● Input for this task
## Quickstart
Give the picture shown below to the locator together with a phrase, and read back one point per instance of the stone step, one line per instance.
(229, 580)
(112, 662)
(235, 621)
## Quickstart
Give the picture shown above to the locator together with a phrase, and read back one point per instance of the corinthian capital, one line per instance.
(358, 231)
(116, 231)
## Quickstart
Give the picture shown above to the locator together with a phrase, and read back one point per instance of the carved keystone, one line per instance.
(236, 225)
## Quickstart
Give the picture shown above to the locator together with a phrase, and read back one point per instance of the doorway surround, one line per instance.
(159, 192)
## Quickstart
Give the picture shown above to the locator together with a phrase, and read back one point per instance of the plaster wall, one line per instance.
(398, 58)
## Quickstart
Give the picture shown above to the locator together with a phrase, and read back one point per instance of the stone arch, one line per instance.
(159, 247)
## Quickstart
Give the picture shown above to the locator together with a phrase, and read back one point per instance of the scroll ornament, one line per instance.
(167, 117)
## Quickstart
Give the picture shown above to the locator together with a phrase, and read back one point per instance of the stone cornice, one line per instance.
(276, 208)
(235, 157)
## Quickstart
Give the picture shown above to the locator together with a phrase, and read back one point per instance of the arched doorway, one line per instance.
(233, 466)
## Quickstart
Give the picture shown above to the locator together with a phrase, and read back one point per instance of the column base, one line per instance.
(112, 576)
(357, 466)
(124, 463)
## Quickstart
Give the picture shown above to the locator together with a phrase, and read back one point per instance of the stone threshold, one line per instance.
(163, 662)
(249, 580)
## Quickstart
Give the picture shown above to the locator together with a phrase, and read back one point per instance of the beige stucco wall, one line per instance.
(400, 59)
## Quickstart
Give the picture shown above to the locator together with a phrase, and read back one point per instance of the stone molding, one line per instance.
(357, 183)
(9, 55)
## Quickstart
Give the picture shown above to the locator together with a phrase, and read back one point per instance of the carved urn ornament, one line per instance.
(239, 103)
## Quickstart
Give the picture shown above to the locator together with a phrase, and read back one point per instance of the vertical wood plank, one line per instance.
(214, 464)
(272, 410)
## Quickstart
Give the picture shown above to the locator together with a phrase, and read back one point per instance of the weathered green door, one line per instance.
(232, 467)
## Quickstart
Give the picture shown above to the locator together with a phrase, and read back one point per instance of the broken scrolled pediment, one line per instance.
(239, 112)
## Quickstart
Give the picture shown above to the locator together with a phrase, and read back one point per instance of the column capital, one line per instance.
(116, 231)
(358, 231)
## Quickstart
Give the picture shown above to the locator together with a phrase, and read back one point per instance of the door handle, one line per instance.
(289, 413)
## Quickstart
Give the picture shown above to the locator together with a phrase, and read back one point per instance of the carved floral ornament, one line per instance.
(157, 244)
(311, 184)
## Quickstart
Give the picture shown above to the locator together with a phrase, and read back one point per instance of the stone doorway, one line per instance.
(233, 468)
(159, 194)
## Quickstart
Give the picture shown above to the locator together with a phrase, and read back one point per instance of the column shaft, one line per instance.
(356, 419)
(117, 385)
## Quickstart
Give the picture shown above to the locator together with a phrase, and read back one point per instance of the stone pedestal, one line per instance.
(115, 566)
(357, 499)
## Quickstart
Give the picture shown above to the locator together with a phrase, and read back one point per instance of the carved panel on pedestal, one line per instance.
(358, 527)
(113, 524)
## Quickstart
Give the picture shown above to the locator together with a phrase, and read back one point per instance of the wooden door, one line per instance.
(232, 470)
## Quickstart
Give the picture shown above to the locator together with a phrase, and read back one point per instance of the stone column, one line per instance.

● Directions
List every line of the entries above that contains the word "capital", copying each line in full.

● The solution
Give the picture shown above to the locator together with a phrase, and read back one point per instance of the corinthian capital, one line per instance.
Give the picture shown above to the locator together with a phrase, and read back one point per instance of the column capital, one line per instance.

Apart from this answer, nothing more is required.